TEXT SHOWN
· · · · ·

I'm beginning to like the new front end of the 05...it had to grow on me as I see more and more on the road. Yeah the old 6spoke 17" which I had are pretty plain, I went to 19X8 with a 6 spoke except they split at the ends like 12 little spokes...alot like the new rims on the SE-R. When the SE-R first debut thats the first thing everyone noticed that the rims looked alot like mine :thumbup: copy cats!   I've had my rims for over a year..


----------



## blitzboi (Apr 13, 2004)

altimateone said:


> I dont think its twitchy at all...not like the Mazda6 I test drove. That car will react to the slightest steering movement.


Sounds like my Protege5 (company car). It's got great handling, like it's on rails even with the stock 16" alloys and tires. But it gets annoying on the highway because it changes lanes too easily.. doesn't like to stay going straight. I haven't driven a Mazda3 yet to know if they've dulled down the handling any or tightened it up even more.


----------



## altimateone (May 30, 2003)

Thats funny I was looking at the Protege5 first, then decided I needed more room so I almost bought the Mazda6, but the sales manager wouldn't budge off sticker cause it was there new model year. I ougt to thank him for steering me towards the Altima instead...


----------



## blitzboi (Apr 13, 2004)

altimateone said:


> Thats funny I was looking at the Protege5 first, then decided I needed more room so I almost bought the Mazda6, but the sales manager wouldn't budge off sticker cause it was there new model year. I ougt to thank him for steering me towards the Altima instead...


The P5 is okay for work stuff... its trunk is big enough to hold all my tools and parts (corporate computer support). However, it's a bit small to be used as a family vehicle. I'm single and all, but I'm a six-footer, and some of my close relatives are as tall or taller, so a bigger car just makes sense for me when I have to transport people. The height thing is also why I'm a wierdo and didn't get the sunroof on my car.. it cuts into my headroom!

· · · · ·

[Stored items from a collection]
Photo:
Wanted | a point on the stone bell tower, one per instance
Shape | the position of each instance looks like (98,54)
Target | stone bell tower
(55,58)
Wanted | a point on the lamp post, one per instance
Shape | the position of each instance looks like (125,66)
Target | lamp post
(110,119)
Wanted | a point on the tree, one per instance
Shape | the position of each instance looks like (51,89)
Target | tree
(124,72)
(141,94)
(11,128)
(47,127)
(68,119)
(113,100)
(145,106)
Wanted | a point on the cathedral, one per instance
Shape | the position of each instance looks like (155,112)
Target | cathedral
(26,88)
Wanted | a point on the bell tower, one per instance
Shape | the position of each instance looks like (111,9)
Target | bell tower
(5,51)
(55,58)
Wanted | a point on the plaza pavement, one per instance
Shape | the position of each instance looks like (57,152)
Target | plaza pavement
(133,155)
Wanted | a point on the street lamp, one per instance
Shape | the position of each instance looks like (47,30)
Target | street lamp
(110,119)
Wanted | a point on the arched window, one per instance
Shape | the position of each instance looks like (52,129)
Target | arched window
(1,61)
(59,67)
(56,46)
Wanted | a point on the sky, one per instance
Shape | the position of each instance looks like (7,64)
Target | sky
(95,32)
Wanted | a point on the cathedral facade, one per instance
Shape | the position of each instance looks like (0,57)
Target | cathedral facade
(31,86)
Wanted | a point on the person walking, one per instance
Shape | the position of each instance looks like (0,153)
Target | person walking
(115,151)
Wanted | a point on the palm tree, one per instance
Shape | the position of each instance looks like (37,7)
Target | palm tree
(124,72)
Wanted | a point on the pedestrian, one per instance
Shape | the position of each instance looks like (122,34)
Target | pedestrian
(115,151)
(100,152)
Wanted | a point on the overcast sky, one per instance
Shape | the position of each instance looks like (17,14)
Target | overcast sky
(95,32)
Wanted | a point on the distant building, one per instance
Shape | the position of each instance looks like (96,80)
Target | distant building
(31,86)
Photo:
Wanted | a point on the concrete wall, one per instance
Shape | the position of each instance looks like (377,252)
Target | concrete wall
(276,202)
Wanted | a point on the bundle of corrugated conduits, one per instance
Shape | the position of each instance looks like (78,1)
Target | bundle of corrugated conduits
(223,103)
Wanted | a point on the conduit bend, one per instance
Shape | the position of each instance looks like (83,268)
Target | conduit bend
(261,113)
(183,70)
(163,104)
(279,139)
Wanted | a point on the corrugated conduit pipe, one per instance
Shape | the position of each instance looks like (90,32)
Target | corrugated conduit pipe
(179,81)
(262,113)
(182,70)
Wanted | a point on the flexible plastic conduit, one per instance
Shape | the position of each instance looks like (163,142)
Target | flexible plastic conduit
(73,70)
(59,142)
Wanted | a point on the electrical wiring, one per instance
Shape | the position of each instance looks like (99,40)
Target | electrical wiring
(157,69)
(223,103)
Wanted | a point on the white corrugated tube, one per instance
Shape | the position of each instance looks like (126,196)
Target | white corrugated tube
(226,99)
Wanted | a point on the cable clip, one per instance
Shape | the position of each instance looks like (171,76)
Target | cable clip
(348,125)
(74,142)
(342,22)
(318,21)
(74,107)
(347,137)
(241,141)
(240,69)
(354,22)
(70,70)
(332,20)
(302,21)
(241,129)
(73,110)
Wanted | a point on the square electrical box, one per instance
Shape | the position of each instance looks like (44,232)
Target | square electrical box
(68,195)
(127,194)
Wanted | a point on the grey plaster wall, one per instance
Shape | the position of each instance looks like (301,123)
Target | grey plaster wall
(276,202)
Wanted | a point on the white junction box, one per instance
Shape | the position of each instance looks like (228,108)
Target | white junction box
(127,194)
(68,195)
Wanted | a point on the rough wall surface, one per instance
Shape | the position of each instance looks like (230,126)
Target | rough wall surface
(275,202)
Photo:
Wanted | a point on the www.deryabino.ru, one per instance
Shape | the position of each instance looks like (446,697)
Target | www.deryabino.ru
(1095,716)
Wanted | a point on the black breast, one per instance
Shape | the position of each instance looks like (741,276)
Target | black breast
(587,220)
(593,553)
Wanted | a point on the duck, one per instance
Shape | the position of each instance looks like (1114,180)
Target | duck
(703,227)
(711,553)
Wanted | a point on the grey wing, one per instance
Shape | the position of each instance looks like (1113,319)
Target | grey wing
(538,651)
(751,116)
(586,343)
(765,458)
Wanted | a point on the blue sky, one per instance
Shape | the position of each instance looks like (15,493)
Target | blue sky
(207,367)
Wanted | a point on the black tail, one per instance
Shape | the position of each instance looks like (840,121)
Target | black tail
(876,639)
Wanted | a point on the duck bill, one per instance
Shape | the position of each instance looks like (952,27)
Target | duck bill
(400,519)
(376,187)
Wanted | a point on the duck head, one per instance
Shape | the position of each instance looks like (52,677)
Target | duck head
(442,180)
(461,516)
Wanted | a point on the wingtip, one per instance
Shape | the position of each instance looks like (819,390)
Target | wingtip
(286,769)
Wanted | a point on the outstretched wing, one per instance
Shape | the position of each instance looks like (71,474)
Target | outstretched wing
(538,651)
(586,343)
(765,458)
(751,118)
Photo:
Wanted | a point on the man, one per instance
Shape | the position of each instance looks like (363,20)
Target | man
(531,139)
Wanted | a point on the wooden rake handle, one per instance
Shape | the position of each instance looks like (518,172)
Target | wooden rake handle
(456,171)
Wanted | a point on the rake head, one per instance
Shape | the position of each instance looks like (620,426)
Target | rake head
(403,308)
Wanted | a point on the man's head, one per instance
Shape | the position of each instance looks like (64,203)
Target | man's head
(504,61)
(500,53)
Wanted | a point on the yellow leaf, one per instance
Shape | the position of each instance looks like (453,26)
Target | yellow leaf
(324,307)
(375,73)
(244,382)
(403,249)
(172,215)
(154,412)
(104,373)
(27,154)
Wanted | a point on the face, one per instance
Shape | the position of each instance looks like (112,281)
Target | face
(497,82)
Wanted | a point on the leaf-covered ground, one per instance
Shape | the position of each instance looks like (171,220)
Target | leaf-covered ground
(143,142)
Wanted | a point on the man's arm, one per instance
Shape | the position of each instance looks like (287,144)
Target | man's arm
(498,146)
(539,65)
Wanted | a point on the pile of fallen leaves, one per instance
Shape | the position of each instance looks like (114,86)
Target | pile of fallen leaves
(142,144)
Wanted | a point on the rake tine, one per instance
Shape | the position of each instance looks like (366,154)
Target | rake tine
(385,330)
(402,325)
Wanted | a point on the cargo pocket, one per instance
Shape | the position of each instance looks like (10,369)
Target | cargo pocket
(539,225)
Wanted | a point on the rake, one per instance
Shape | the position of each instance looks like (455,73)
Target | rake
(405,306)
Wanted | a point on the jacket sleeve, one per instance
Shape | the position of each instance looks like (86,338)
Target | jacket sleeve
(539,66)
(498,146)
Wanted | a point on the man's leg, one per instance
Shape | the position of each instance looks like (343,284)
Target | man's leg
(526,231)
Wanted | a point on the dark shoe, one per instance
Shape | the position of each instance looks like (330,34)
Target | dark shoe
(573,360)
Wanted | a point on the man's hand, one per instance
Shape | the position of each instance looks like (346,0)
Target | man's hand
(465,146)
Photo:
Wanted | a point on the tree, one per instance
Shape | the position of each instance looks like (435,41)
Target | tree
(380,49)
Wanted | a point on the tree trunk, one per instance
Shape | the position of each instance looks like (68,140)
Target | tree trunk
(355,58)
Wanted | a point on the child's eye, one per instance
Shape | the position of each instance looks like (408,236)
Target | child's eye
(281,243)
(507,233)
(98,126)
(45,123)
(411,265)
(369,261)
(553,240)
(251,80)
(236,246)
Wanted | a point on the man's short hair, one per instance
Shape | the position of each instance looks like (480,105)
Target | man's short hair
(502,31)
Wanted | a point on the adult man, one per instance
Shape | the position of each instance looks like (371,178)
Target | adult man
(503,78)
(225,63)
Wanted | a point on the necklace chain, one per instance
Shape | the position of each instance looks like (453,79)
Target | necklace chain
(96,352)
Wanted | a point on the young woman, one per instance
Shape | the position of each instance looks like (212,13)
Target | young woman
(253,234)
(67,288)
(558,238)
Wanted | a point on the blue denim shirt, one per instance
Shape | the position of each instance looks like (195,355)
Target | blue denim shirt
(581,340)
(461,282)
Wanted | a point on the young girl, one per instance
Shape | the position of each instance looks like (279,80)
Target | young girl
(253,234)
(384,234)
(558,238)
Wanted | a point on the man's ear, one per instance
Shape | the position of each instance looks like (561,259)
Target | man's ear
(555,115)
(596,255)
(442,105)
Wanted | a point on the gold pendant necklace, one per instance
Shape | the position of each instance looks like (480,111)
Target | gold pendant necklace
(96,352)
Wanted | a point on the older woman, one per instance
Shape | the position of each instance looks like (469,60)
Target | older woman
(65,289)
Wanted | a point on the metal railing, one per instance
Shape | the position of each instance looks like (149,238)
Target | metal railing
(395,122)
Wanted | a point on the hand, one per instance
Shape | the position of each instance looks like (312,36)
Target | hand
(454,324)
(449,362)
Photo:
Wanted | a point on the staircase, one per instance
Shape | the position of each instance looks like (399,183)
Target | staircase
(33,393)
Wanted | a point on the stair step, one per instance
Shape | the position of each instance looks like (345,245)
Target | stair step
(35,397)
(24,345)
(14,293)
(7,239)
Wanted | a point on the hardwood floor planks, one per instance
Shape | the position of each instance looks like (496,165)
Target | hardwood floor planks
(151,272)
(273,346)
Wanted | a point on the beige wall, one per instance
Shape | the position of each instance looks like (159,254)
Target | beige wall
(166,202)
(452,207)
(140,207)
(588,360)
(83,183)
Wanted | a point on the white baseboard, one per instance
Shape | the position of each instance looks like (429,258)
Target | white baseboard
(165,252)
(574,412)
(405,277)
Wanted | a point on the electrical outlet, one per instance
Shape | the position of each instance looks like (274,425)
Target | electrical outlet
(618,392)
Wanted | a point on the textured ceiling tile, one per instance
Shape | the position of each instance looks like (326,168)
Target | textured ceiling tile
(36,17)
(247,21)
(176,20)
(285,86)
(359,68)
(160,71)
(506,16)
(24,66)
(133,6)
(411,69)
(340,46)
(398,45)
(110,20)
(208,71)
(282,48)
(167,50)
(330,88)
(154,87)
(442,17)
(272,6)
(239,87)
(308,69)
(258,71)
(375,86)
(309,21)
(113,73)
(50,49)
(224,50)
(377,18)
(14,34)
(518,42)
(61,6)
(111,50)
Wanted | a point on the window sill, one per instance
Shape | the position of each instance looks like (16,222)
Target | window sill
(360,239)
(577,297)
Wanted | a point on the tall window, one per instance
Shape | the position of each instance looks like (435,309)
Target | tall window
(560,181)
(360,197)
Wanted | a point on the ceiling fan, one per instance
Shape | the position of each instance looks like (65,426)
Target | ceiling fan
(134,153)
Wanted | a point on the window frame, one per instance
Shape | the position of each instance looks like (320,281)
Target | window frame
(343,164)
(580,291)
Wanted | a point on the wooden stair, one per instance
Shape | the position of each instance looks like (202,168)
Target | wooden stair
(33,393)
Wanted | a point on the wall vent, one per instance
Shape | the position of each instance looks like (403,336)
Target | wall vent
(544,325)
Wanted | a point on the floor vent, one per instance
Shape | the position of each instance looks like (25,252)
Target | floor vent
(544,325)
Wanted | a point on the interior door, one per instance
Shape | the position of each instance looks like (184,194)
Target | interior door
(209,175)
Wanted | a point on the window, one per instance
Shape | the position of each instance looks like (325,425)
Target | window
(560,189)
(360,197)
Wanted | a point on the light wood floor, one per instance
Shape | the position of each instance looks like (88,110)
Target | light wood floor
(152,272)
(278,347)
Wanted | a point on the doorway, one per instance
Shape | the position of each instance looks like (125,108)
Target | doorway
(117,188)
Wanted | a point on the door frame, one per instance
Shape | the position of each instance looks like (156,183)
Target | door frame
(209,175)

· · · · ·

STATED EXERCISE
Copy out the passage of the car forum thread above, starting with "I'm beginning to" and going on through "slightest steering movement.".

ANSWER TO THE PROBLEM
I'm beginning to like the new front end of the 05...it had to grow on me as I see more and more on the road. Yeah the old 6spoke 17" which I had are pretty plain, I went to 19X8 with a 6 spoke except they split at the ends like 12 little spokes...alot like the new rims on the SE-R. When the SE-R first debut thats the first thing everyone noticed that the rims looked alot like mine :thumbup: copy cats!   I've had my rims for over a year..


----------



## blitzboi (Apr 13, 2004)

altimateone said:


> I dont think its twitchy at all...not like the Mazda6 I test drove. That car will react to the slightest steering movement.